▽

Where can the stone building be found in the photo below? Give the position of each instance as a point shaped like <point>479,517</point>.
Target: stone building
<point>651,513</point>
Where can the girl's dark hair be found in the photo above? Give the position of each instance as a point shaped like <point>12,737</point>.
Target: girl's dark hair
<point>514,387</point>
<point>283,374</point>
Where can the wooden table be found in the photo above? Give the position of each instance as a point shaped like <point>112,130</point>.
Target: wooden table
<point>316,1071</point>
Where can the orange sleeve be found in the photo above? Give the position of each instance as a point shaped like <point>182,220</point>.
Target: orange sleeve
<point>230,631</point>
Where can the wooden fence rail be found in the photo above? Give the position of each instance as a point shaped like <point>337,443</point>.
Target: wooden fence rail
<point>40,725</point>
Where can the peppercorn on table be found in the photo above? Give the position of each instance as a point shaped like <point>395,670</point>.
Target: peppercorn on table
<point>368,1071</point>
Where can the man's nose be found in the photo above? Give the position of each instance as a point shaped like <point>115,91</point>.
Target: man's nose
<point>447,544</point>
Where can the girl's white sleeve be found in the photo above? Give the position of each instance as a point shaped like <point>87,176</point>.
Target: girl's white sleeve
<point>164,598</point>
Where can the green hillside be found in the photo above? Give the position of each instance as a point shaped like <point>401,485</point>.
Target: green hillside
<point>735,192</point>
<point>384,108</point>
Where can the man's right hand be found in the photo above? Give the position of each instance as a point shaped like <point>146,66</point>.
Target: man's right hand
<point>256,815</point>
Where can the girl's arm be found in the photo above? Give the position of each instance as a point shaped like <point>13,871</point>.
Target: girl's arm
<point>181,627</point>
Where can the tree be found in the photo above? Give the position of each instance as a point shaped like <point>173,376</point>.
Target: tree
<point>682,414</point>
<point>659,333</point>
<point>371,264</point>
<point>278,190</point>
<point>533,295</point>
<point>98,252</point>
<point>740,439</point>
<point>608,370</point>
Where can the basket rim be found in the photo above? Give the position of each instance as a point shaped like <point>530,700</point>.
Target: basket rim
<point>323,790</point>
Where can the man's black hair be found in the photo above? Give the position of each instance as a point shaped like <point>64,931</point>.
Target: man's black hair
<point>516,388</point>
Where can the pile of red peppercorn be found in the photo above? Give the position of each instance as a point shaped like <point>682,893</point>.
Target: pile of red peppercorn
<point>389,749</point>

△

To be done
Rewrite the listing from the line with "Where can the man's black" through the end, requests included, and add -25 to each coordinate in every answer point.

Solved problem
Where can the man's black hair be found in the photo above? Give the position of each instance as a point shaped like <point>64,931</point>.
Target: man's black hair
<point>491,363</point>
Where can the pile of red peppercorn be found in the photo above? Give the position of each instance as a point shaped like <point>682,893</point>.
Target: pile of red peppercorn
<point>364,724</point>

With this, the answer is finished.